• **所给文本**:
2010年09月09日 11:14 凤凰网专稿

核心提示:为了支援三线建设,当时江浙沪很多沿海地区的工人与学生离开了家乡,奔赴三线,建设国家。他们中的很多人在真正离开家时,心里的难受是实实在在存在的。三线地区的环境艰苦令他们的雄壮歌声化为沉默不语。对于大多数的三线建设者来说,这一去就是四十年,故乡已变为他乡。

凤凰卫视9月7日《凤凰大视野》,以下为文字实录:

陈晓楠:在上一期当中,我们说到了三线建设的诸多来由和当时的时代背景,其中最为令人熟知的段落就是毛泽东说,他为了三线建设睡不好觉,要骑着毛驴去办三线,这样的状况当然并没有发生,最高领袖的指示迅速落实了下来,为此一场耗时17年的三线建设就此拉开序幕,一切变化都是从1964年开始的。

随后的数年,先后有400多万名年轻的工人、干部、知识分子、解放军官兵,从上海、沈阳、哈尔滨、吉林、北京、青岛等各大城市出发,如同蒲公英一般,飞往了那些被叫做三线的地方。在当年,由北向南,由东向西的路上,一场规模庞大的人口迁移运动就此展开。

三线建设者忆往事:哪里艰苦哪里安家

倪同正(三线建设者):男儿国是家,仗剑走天涯,革命青年听党的话,哪里艰苦哪里安家。

解说:很多年以后的今天,61岁的倪同正回忆起自己参加三线建设的往事时,最先映入他脑海的便是这种充满革命豪情的场景。那是一个工人阶级担当老大哥的时代,那一年,倪同正21岁,刚从技校毕业,正准备成为一名前途无量的上海工人,然而一声令下,倪同正离开了上海,参加了正在西南地区如火如荼的三线建设,这一去就是四十年。

倪同正:那天我走的时候,亲戚朋友到我家来送,到下午两点钟左右,我们的车间主任党支部书记他们带来锣鼓,敲锣打鼓到门口来欢送我,还弄了一个红的喜报一样就是欢送某某某支内。

然后到我家,我祖母嚎啕大哭,然后他们就跟她宣讲,这个支内的意义,他是为国家去建设三线,要准备打仗。在欢送的时候,我发现我们这些同学,有很多平时都是,比如说比较粗鲁的那个时候都是嚎啕大哭,火车一开,哭爹叫娘的。

解说:这并不是倪同正一个人的回忆,在那个年代,无数人经历过类似的场景,鲜艳的红花,喧天的锣鼓,在离别的痛哭与未知的前方之间,是一颗又一颗年轻而火热的心。

数据集条目
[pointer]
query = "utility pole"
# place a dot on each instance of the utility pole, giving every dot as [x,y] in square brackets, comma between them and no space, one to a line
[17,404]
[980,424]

• **任务要求**: 关于三线建设的所给文本提到,400多万名建设者从一些大城市出发。请列出文中点名的全部这些城市。

• **问题解答**: 上海、沈阳、哈尔滨、吉林、北京、青岛